O dragão de Komodo e o tigre de bengala

O novo monstro brasileiro de Pangea e os 100 anos da deriva continental


PETER MOON

Há 100 anos, em 6 de janeiro de 1912, um meteorologista alemão apresentou na reunião anual da Sociedade Geológica Alemã uma hipótese absurda. Alfred Wegener propôs que a crosta terrestre não seria estática nem totalmente sólida. Ousou propor algo que ia contra todo e qualquer senso comum. Os continentes que sustentam cordilheiras, calotas geladas, deserto, lagos, florestas e a civilização, apesar de colossais, seriam maleáveis e móveis.

> Instruções do exercício: Por favor, transcreva do trecho sobre a deriva continental tudo o que vai desde "Há 100 anos, em" até "maleáveis e móveis.".

> Itens fornecidos:
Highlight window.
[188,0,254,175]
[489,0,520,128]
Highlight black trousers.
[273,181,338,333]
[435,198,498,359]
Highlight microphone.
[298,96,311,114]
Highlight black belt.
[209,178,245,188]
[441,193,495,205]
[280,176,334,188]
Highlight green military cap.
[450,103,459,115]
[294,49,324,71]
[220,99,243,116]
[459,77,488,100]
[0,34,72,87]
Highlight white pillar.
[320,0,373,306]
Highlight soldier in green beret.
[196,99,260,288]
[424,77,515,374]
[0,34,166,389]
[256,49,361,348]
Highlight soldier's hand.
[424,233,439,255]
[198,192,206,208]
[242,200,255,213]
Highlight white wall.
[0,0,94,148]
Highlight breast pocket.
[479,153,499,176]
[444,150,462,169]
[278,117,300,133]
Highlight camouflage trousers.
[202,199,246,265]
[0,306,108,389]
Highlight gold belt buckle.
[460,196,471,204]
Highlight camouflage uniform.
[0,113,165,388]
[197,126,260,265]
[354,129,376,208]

> Resposta do exercício:
Há 100 anos, em 6 de janeiro de 1912, um meteorologista alemão apresentou na reunião anual da Sociedade Geológica Alemã uma hipótese absurda. Alfred Wegener propôs que a crosta terrestre não seria estática nem totalmente sólida. Ousou propor algo que ia contra todo e qualquer senso comum. Os continentes que sustentam cordilheiras, calotas geladas, deserto, lagos, florestas e a civilização, apesar de colossais, seriam maleáveis e móveis.